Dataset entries
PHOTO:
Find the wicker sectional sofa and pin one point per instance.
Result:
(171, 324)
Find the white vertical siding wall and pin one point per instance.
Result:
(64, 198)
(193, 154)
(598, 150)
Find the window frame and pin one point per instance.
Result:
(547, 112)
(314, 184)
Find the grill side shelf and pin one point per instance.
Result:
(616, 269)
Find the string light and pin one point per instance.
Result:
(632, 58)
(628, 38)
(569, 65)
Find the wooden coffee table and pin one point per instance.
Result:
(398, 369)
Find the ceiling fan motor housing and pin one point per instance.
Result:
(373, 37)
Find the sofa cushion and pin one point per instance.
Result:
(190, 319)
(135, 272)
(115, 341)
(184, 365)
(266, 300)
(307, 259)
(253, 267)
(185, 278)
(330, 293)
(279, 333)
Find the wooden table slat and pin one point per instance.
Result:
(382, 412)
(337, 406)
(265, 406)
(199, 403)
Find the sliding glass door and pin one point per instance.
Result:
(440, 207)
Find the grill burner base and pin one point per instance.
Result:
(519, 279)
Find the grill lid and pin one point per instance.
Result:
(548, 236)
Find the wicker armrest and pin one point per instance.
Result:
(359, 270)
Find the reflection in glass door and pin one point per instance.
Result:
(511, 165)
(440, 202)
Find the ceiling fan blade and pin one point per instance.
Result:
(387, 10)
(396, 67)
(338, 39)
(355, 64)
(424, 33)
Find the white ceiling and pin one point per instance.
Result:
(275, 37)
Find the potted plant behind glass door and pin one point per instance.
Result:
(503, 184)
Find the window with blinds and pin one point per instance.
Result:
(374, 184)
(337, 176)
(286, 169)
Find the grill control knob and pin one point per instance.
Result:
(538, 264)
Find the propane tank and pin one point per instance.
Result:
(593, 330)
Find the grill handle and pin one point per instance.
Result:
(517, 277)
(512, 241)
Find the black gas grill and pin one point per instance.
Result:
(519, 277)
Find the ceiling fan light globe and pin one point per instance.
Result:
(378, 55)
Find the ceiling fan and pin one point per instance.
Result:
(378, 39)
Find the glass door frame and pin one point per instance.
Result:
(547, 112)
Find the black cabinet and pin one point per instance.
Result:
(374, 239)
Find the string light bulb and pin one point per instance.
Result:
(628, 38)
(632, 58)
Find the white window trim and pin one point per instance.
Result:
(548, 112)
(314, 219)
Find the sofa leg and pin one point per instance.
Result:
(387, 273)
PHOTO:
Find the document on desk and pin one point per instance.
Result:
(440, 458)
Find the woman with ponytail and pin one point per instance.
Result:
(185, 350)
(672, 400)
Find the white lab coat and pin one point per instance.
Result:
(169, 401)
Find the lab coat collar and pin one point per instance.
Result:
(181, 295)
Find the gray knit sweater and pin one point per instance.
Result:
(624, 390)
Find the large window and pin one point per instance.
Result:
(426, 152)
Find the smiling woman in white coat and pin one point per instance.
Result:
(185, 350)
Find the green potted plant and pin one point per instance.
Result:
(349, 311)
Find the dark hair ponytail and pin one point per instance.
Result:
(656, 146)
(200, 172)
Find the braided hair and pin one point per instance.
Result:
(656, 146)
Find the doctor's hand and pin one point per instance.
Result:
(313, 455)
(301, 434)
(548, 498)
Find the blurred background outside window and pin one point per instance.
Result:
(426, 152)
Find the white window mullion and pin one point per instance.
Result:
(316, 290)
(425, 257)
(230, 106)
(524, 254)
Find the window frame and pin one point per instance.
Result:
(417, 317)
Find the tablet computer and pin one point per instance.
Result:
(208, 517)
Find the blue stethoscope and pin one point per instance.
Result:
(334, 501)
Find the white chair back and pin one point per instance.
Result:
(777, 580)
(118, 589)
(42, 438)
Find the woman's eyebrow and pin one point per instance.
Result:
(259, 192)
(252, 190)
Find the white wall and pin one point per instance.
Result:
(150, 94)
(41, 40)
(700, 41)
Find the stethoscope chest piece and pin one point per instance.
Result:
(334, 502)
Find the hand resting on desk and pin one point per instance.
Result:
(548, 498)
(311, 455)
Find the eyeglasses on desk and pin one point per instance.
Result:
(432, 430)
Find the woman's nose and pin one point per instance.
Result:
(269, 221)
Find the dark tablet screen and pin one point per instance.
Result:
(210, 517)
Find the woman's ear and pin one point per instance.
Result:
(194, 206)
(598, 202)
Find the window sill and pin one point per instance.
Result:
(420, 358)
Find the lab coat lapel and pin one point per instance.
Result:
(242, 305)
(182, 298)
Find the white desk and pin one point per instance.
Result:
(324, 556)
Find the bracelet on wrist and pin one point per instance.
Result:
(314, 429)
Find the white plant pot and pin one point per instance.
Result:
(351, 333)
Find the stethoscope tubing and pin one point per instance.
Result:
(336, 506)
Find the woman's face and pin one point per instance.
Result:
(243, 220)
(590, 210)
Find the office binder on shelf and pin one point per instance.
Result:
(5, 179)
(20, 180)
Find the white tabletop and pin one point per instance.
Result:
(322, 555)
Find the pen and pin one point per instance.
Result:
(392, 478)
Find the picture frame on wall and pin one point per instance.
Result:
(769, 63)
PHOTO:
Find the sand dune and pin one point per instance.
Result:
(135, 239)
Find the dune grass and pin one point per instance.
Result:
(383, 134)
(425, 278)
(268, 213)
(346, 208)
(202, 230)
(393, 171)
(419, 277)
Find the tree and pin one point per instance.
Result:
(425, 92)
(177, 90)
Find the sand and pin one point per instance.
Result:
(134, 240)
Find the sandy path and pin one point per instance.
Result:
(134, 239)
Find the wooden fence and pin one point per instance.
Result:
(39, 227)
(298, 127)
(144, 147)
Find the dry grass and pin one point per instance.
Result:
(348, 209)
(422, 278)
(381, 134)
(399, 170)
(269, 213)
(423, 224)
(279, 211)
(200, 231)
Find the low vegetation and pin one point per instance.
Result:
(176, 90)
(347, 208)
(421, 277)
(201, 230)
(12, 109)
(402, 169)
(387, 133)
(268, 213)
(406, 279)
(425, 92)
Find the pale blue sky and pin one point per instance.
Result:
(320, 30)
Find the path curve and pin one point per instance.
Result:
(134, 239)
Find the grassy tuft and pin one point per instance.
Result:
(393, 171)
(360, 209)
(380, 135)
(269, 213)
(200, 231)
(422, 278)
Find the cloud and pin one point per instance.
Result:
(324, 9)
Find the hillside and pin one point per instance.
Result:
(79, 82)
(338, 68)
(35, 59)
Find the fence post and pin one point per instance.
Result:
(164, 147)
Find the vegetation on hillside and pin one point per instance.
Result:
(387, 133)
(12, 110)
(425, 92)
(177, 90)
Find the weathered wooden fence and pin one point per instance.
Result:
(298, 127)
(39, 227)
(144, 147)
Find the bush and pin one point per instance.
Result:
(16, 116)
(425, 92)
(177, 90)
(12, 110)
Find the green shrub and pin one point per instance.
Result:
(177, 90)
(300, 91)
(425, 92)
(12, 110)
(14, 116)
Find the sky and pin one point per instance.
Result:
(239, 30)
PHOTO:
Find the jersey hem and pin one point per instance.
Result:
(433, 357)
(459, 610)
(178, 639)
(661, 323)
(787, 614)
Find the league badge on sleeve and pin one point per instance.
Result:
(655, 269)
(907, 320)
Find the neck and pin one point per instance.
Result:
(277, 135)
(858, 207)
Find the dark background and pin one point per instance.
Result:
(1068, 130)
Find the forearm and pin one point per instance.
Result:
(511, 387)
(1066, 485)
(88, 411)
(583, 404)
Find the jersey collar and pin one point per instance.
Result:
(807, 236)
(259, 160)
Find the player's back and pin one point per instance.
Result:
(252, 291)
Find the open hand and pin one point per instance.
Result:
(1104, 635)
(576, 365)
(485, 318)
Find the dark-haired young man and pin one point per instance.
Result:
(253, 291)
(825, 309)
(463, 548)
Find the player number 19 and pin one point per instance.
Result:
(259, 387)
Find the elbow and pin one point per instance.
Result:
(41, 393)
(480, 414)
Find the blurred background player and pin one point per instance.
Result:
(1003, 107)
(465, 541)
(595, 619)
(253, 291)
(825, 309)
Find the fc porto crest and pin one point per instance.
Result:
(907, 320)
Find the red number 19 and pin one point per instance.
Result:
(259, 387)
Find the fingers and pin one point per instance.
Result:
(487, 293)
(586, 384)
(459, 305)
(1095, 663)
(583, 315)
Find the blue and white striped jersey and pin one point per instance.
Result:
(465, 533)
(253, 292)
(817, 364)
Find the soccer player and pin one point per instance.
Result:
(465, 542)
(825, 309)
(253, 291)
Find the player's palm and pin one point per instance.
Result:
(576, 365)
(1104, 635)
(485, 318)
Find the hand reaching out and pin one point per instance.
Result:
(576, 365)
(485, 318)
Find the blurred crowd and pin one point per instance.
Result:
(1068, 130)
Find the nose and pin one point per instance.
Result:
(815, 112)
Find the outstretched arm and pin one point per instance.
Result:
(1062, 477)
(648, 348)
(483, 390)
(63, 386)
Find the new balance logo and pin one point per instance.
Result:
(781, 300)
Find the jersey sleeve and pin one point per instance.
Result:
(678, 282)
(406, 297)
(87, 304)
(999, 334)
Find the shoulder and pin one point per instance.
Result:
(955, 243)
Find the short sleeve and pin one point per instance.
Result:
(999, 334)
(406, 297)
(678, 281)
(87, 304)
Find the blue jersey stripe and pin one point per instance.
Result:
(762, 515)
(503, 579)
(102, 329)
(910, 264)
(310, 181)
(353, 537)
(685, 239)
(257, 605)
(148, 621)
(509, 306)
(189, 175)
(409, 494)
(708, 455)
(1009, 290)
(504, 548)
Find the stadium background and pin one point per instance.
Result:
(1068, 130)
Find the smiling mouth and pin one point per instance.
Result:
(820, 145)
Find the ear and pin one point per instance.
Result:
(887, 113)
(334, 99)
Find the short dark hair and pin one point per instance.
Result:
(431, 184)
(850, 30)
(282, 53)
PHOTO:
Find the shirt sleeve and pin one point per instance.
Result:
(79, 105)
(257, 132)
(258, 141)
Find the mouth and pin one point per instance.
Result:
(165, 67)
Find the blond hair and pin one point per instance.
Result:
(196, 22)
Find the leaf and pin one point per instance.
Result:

== YOUR TASK ==
Looking at the entries above, copy out every line in which "wicker" occurs.

== WRITTEN ANSWER ==
Find the wicker sectional sofa and pin one point per instance.
Find the wicker armrest and pin one point per instance.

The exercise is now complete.